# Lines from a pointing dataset
====
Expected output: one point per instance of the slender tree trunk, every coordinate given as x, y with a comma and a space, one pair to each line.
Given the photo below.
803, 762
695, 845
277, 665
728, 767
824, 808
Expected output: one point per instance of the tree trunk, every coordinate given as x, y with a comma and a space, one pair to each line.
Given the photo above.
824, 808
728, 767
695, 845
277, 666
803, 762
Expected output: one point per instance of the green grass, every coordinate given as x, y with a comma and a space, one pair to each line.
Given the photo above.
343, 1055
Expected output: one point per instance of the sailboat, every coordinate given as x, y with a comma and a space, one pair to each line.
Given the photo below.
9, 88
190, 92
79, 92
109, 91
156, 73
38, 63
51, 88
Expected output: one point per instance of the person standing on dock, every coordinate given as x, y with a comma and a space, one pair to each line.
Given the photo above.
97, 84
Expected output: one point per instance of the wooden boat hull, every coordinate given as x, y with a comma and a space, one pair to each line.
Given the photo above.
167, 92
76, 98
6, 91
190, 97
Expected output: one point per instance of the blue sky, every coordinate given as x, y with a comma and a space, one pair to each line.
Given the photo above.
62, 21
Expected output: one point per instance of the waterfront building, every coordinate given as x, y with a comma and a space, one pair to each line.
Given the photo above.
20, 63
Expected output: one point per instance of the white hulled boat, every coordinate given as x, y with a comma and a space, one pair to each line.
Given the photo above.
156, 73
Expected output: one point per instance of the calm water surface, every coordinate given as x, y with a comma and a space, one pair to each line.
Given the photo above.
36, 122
====
# Set exercise
Copy out the lines above word for word, starting with the line that contains "Expected output: one point per instance of the person" and running through the last line.

# Solution for this exercise
Expected output: one point per instance of the person standing on dock, every coordinate given as x, y with a comma and a space, one pair to each line.
Given the photo above.
97, 84
Expected output: one point per instance of the wooden boat hull, every coordinate given as x, y with a comma and a space, one pair to each line.
Given the photo above.
167, 92
76, 98
6, 91
190, 97
Expected output: one point per instance of the blue sky, every coordinate given as x, y with a comma and a space, one pair to each line.
Given the photo above.
62, 21
Expected output: one point per instance of the waterfront building, every coordinate given as x, y with a comma and a space, one pair to each line.
Given the photo above.
20, 63
Expected output: one point per instance of the white hulled boat, every coordinate given as x, y with a comma and a space, one pair to each line.
Given the photo above.
156, 73
Expected output: one point per instance of the calm water surface, every coordinate given as x, y with a comma and a space, one pair to each line.
Given the photo above.
36, 122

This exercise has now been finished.